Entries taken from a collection
____________
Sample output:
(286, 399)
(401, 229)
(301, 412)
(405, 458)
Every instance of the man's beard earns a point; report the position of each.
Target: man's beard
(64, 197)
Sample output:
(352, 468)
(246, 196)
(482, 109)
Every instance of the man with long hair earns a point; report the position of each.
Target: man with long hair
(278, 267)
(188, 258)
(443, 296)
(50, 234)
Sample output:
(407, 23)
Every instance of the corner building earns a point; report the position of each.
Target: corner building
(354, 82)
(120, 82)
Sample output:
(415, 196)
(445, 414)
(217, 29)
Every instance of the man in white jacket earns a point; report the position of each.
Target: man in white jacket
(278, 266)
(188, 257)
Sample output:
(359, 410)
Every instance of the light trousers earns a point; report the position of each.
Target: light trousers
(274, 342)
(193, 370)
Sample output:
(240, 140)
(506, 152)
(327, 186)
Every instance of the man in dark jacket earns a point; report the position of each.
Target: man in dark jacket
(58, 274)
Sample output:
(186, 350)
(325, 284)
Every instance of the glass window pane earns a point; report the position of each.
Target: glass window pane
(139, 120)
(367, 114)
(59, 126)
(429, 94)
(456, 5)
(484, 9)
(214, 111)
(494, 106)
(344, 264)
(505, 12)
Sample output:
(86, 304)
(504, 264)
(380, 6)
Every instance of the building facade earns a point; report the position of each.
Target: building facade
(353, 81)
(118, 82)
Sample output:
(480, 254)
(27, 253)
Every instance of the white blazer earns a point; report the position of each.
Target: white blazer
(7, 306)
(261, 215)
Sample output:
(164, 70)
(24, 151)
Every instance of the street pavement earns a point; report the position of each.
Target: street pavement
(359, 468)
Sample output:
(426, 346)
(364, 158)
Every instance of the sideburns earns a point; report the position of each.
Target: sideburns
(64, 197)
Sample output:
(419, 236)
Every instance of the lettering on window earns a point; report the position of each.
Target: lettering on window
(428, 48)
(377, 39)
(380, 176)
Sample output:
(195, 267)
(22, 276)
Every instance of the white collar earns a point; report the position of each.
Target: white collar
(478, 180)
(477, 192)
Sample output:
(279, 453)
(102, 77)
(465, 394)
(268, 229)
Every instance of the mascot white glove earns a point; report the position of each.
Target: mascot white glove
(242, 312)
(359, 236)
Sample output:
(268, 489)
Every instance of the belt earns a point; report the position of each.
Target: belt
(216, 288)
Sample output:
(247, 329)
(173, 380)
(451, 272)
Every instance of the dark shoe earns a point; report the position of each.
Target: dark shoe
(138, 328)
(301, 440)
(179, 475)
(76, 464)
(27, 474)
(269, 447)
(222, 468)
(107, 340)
____________
YOUR OBJECTIVE:
Write out all records exactly, keeping every detail.

ANSWER TO THIS TASK:
Sample output:
(286, 399)
(401, 229)
(301, 412)
(405, 458)
Every instance of the man's beard earns a point; report the position of each.
Target: man's beard
(64, 197)
Sample output:
(352, 468)
(246, 196)
(482, 109)
Every instance of the man with long hair earns a point; report the position of each.
Target: man with long hair
(278, 267)
(188, 258)
(443, 296)
(50, 234)
Sample output:
(407, 23)
Every instance of the corner building earns a point; report the position of each.
Target: corner building
(354, 82)
(120, 82)
Sample output:
(415, 196)
(445, 414)
(217, 29)
Every instance of the man in white jacket earns a point; report the position of each.
Target: man in white jacket
(278, 266)
(188, 257)
Sample output:
(359, 410)
Every instance of the light trousers earns a point; report the position of each.
Target: light trousers
(274, 342)
(193, 370)
Sample output:
(240, 140)
(506, 152)
(327, 186)
Every instance of the man in dark jacket earns a point; report the position of each.
Target: man in dark jacket
(58, 274)
Sample output:
(186, 350)
(325, 284)
Every instance of the glass window pane earns a point; report the position of each.
Target: glass window pane
(139, 120)
(367, 114)
(59, 126)
(429, 94)
(456, 5)
(484, 9)
(214, 111)
(494, 106)
(344, 264)
(505, 12)
Sample output:
(86, 304)
(504, 264)
(380, 6)
Every instance of the building facade earns a point; report the position of each.
Target: building facade
(353, 81)
(118, 82)
Sample output:
(480, 254)
(27, 253)
Every instance of the white blazer earns a point; report the position of each.
Target: white blazer
(7, 306)
(261, 215)
Sample output:
(164, 70)
(24, 151)
Every instance of the street pavement earns a point; report the position of each.
Target: street pavement
(359, 468)
Sample output:
(426, 346)
(364, 158)
Every instance of the sideburns earns a point; report the position of each.
Target: sideburns
(64, 197)
Sample output:
(419, 236)
Every instance of the lettering on window earns a point; report the position of each.
Target: lettering on window
(428, 48)
(377, 39)
(380, 176)
Sample output:
(195, 267)
(22, 276)
Every instance of the white collar earns a point; report the position of each.
Target: white collar
(478, 180)
(477, 192)
Sample output:
(279, 453)
(102, 77)
(465, 394)
(268, 229)
Every instance of the mascot white glove earns a point; report the position of each.
Target: mascot white glove
(242, 312)
(359, 236)
Sample output:
(268, 489)
Every instance of the belt earns a point; report the position of each.
Target: belt
(216, 288)
Sample output:
(247, 329)
(173, 380)
(451, 272)
Every instance of the dark shoe earns a point; report the position of each.
Target: dark shoe
(138, 328)
(301, 440)
(179, 475)
(76, 464)
(27, 474)
(269, 447)
(222, 468)
(107, 340)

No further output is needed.